[Extrait proposé]
Ce problème a été énoncé à maintes reprises par les tribunaux manitobains et ceux d'autres provinces: OSF Industries Ltd. v. Marc‑Jay Investments Inc. (1978), 88 D.L.R. (3d) 446, 7 C.P.C. 57 (H.C. Ont.); Pivovaroff v. Chernabaeff (1977), 16 S.A.S.R. 329; Bedell v. Gefaell (No. 2), [1938] O.R. 726 (C.A.); Hepburn v. Patton (1879), 26 Gr. 597; Pacific Investment Co. v. Swan (1898), 3 Terr. L. R. 125; Ferguson v. Ferguson (1916), 26 Man. Rep. 269.

9. La règle générale énoncée dans l'arrêt Lister a été largement appliquée. Voir Sharpe, Injunctions and Specific Performance (1983), aux pp. 94 à 97. Toutefois l'aversion de la common law pour la saisie avant jugement a toujours fait l'objet de certaines exceptions évidentes:

1. afin de préserver les biens directement en cause dans le litige, dont la destruction surviendrait avant que le litige soit tranché si on permettait à la procédure contradictoire de suivre son cours sans intervention:

Dans une large mesure, cette exception à la règle de l'arrêt Lister a été codifiée dans les différentes règles de procédure des tribunaux provinciaux et fédéraux. Un exemple typique est le par. 330(1) de The Queen’s Bench Rules (Man.), qui prévoit:

[TRADUCTION] 330 (1) La Cour peut, à la demande de l'une des parties et aux conditions qui peuvent être justes, ordonner le séquestre ou la préservation des biens faisant l'objet de l'action, ...

[Liste des lignes]
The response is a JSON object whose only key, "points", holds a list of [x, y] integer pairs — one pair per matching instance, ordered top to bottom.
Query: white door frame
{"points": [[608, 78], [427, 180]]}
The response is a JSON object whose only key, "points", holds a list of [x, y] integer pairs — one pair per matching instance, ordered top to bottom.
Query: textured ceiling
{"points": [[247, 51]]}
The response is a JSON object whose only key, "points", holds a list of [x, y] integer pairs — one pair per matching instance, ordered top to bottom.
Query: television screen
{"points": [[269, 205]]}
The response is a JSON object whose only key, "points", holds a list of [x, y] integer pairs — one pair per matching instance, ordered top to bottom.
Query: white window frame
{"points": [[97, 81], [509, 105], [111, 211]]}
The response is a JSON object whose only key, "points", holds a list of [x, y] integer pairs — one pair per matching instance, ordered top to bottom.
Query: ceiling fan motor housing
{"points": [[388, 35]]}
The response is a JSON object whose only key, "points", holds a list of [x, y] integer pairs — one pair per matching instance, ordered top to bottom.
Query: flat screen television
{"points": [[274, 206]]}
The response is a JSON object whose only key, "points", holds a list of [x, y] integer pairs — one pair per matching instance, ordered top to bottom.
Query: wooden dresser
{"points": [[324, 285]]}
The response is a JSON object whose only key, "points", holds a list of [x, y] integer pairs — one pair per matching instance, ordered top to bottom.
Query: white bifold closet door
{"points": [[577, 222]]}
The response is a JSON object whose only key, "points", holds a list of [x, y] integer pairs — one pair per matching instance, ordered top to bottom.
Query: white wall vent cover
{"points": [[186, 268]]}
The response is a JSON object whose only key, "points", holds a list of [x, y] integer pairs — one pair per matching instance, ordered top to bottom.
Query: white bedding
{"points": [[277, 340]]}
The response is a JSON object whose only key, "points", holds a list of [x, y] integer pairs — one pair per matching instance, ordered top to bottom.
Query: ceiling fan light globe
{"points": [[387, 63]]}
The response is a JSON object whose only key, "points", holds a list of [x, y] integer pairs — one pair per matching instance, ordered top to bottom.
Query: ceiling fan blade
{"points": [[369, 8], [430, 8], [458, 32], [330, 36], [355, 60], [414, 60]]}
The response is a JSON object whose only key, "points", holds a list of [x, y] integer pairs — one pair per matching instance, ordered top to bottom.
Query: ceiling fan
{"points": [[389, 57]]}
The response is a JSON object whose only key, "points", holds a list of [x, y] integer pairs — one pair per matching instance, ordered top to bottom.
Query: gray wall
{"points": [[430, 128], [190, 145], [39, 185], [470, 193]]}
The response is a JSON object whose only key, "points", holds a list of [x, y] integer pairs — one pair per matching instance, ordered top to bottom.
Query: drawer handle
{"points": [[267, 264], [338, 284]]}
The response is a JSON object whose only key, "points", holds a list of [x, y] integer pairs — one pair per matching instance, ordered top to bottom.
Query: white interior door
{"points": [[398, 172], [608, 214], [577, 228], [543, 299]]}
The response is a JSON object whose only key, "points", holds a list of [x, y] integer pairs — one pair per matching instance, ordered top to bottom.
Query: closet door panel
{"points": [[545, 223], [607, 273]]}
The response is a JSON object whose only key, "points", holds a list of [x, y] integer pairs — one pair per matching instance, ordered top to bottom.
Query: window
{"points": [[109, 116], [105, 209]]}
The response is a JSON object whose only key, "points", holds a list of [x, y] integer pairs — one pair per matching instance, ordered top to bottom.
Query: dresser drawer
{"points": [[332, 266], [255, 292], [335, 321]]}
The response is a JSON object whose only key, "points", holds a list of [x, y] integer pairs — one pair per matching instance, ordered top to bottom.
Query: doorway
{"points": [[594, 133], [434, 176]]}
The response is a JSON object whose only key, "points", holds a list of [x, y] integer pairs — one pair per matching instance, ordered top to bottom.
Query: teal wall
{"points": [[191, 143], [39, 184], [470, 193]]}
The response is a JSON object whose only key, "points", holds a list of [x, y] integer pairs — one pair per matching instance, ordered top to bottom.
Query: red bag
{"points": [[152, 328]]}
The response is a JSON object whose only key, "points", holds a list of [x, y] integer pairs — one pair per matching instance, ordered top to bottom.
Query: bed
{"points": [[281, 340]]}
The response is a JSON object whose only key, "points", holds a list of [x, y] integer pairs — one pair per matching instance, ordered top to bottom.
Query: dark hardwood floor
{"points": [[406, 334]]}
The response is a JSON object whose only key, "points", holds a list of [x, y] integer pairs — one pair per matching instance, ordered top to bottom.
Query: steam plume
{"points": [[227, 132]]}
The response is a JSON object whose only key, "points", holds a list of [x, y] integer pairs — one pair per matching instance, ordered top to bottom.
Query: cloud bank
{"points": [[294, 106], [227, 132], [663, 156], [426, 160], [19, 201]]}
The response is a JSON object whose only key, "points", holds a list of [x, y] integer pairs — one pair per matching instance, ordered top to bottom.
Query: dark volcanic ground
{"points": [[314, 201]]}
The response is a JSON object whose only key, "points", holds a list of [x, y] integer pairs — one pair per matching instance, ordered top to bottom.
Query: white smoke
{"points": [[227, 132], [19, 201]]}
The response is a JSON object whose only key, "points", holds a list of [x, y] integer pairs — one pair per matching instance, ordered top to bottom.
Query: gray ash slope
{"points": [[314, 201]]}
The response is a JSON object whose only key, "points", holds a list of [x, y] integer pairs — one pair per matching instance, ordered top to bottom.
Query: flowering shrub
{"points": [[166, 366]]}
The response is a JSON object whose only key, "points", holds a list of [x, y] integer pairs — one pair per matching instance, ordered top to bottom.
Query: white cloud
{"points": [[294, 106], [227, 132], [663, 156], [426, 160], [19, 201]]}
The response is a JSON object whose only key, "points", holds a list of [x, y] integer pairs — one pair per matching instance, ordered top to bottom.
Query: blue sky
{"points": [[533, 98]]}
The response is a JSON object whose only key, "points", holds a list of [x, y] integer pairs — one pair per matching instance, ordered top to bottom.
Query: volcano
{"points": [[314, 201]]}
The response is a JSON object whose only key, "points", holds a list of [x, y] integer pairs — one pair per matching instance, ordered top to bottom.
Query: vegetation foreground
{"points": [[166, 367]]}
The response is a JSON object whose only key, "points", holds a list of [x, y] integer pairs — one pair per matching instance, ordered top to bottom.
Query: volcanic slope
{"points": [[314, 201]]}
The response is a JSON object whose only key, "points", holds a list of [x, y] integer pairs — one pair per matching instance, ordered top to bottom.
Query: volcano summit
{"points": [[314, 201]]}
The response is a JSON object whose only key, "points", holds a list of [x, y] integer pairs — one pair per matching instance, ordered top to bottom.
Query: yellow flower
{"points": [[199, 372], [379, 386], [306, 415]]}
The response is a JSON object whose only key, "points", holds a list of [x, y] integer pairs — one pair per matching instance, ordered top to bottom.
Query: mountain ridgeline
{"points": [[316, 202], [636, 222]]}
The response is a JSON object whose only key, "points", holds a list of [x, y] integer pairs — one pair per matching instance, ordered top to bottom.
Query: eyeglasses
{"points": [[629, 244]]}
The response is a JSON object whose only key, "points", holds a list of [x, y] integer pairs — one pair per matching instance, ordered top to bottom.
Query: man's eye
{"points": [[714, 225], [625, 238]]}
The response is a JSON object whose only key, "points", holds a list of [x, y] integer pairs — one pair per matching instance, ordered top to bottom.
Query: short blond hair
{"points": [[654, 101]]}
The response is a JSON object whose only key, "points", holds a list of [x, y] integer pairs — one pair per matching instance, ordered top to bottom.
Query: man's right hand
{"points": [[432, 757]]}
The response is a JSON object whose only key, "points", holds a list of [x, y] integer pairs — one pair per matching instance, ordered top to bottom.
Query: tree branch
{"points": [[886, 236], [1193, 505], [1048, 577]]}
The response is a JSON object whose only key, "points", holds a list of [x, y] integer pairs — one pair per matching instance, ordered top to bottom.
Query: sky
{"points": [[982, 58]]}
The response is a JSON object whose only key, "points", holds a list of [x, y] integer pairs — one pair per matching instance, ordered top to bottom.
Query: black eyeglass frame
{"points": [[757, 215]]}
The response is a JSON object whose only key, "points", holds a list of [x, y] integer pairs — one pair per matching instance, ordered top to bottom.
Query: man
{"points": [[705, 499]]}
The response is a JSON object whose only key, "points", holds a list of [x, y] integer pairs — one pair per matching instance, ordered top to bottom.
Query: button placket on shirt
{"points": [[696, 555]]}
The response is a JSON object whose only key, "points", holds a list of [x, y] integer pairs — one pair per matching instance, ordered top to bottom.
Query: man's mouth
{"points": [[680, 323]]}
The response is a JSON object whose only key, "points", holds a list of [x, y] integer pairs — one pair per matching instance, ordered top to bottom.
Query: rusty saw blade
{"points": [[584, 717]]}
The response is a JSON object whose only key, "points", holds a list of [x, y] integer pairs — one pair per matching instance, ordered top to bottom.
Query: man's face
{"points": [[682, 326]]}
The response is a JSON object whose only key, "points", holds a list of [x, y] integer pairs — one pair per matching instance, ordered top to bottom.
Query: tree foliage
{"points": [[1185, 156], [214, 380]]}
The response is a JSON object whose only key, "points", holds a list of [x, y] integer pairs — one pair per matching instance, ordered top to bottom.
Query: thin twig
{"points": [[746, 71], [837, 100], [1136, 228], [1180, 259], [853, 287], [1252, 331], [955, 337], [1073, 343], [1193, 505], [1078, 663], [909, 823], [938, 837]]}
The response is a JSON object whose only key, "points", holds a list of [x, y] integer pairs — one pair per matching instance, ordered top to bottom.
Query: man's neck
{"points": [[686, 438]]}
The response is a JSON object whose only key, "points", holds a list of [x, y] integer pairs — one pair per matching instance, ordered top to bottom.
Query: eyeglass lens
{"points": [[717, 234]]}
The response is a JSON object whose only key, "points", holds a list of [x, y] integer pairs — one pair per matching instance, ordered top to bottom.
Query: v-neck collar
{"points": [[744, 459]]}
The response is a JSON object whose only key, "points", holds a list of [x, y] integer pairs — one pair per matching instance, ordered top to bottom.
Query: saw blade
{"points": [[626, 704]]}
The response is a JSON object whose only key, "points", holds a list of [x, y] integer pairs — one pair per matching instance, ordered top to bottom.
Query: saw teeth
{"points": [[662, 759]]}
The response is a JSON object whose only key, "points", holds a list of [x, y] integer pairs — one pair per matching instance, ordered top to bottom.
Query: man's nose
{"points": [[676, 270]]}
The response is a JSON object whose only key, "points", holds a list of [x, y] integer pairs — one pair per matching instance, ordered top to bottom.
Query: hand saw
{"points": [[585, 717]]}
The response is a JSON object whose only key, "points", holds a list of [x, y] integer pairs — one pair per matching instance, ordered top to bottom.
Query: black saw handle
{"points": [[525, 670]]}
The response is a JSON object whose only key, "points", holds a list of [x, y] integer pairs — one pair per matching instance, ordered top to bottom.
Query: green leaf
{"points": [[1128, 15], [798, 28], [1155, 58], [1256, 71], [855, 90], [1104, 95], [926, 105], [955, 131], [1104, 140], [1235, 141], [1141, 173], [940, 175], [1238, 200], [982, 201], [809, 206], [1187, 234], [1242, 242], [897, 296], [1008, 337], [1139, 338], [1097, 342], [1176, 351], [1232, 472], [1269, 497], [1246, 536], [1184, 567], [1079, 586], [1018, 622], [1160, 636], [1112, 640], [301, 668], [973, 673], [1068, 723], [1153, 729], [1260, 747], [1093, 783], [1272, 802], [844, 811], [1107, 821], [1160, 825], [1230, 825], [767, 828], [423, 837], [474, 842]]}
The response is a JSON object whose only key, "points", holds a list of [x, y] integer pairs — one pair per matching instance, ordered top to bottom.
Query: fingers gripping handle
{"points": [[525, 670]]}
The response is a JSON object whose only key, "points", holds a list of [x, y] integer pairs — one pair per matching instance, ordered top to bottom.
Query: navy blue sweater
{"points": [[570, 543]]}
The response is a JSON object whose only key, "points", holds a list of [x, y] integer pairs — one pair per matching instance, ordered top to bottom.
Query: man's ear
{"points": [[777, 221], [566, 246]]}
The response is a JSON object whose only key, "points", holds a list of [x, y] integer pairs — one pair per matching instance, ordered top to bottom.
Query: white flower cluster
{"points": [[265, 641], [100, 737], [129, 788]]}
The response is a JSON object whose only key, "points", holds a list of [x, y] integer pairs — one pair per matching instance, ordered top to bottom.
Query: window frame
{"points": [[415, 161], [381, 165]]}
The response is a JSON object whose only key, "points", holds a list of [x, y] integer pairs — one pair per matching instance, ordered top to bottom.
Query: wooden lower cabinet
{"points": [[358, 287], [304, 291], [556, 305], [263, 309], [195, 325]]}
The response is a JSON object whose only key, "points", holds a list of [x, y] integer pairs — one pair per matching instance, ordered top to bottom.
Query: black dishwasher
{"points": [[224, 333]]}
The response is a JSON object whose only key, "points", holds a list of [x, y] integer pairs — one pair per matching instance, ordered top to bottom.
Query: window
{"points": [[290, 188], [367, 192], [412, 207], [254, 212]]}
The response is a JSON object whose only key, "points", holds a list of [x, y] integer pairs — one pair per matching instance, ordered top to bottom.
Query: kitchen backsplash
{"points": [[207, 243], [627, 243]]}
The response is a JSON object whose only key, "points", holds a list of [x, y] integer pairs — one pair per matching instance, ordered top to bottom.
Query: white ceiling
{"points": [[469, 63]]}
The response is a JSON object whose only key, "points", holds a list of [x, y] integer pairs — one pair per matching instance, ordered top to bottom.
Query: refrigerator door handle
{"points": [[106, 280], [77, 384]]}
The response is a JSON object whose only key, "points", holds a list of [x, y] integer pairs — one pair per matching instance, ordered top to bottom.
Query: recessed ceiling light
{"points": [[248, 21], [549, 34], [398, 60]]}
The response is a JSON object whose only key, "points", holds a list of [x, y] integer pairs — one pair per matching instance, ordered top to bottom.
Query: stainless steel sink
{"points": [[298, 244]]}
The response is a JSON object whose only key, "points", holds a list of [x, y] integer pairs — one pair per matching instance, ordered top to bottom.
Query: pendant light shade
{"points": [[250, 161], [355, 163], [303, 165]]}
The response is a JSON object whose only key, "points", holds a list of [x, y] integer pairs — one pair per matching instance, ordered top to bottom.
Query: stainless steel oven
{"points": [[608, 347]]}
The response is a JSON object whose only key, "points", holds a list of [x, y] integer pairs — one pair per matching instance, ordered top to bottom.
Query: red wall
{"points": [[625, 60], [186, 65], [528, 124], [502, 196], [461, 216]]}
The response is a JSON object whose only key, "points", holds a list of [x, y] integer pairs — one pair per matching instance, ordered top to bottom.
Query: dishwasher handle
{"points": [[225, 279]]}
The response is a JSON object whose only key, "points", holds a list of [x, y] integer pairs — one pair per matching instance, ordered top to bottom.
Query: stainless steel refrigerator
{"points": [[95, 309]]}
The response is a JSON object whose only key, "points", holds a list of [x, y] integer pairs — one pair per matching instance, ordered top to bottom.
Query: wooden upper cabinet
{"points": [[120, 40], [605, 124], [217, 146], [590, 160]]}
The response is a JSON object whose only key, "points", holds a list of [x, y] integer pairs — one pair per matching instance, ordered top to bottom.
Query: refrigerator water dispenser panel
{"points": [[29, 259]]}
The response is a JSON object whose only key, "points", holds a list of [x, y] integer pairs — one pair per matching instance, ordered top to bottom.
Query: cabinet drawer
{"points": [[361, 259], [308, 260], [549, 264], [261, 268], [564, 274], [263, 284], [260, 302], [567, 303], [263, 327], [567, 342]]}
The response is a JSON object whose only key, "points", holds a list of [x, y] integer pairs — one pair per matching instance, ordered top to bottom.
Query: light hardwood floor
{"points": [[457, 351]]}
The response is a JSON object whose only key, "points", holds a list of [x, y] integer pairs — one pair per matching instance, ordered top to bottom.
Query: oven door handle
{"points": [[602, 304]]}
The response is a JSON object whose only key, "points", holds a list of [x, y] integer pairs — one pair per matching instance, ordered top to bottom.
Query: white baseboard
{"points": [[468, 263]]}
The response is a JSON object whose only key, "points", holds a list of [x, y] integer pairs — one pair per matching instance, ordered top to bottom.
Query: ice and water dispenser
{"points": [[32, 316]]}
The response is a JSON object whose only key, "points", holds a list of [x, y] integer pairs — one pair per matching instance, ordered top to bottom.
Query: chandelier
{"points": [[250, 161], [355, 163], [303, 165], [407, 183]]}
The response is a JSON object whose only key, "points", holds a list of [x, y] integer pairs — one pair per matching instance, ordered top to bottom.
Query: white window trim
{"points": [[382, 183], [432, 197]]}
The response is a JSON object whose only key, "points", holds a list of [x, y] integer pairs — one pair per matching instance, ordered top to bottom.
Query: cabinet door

[Consignes de l'exercice]
a – Répondez à ces questions à partir de l'extrait proposé :
(i) En quelle année a paru l'ouvrage de Sharpe qui y est cité ?
(ii) Quel paragraphe de The Queen's Bench Rules (Man.) y est donné comme exemple typique ?
(iii) Quelle référence de recueil accompagne Ferguson v. Ferguson (1916) ?
b – Dressez la liste des intitulés de toutes les décisions énumérées après le deux-points dans le premier paragraphe de l'extrait proposé, sans leurs références.

[Réponses aux consignes]
a –
(i) 1983
(ii) Le par. 330(1)
(iii) 26 Man. Rep. 269

b –
OSF Industries Ltd. v. Marc‑Jay Investments Inc.
Pivovaroff v. Chernabaeff
Bedell v. Gefaell (No. 2)
Hepburn v. Patton
Pacific Investment Co. v. Swan
Ferguson v. Ferguson